WHAT IS NEEDED: Reproduce every line of the data below word for word, omitting the pictures.

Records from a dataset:

——————————

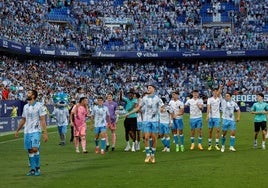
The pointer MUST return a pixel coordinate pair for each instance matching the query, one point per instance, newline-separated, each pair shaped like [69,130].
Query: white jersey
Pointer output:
[151,106]
[176,106]
[139,114]
[228,108]
[100,113]
[165,116]
[61,115]
[214,107]
[195,112]
[32,114]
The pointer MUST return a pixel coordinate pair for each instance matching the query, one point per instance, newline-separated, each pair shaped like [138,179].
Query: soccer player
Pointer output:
[196,106]
[165,123]
[80,112]
[260,109]
[100,114]
[151,105]
[228,120]
[34,122]
[177,108]
[213,117]
[130,122]
[71,119]
[61,114]
[112,107]
[139,124]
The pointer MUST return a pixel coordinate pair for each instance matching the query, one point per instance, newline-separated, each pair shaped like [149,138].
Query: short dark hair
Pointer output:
[151,86]
[81,99]
[260,94]
[34,92]
[100,97]
[229,94]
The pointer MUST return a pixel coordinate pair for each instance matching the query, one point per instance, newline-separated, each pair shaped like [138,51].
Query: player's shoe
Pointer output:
[232,148]
[97,150]
[31,173]
[37,172]
[133,147]
[107,147]
[164,150]
[152,159]
[255,145]
[177,149]
[217,147]
[222,148]
[147,159]
[200,147]
[182,148]
[127,148]
[192,146]
[138,146]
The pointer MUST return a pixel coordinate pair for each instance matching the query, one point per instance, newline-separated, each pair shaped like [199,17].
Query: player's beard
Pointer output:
[29,98]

——————————

COMPLETE OUTPUT:
The pointer MUST return a pixel coordinate pair for each instance matching the query, one point per instance, newline-separated, each pair shaped like [69,130].
Query: white jersey
Pointer output:
[151,106]
[176,106]
[139,114]
[228,108]
[100,113]
[165,116]
[61,115]
[214,107]
[195,112]
[32,114]
The pointer MUST return a pixel coordinate pair for each instance matching the query, one point per instance, newline-separated, each pair shaped like [138,179].
Query: soccer player
Pointer output:
[196,106]
[165,123]
[80,112]
[260,109]
[100,114]
[151,105]
[228,120]
[34,122]
[177,108]
[213,117]
[130,122]
[71,119]
[61,114]
[112,107]
[139,124]
The pointer MUST return a pixel coordinate pair for each instance matching the query, one point per instance, newline-separated, each pair shaped like [149,138].
Query: short dark hair
Pointer output:
[151,86]
[81,99]
[260,94]
[34,92]
[100,97]
[229,94]
The pointer MUST return a pixel coordinate pair for each instance matching the query, one point per instance, newline-separated, each pair shaped like [138,51].
Query: player's shoe
Pointer output:
[232,148]
[97,150]
[31,173]
[37,172]
[133,147]
[107,147]
[164,150]
[152,159]
[255,145]
[177,149]
[217,147]
[222,148]
[147,159]
[200,147]
[182,148]
[127,148]
[192,146]
[138,146]
The pointer MUST return a pixel coordinate pair for each instance matching the query, one point per instance, newline-separated, each pair shaped like [199,17].
Query: player's beard
Pointer output:
[29,98]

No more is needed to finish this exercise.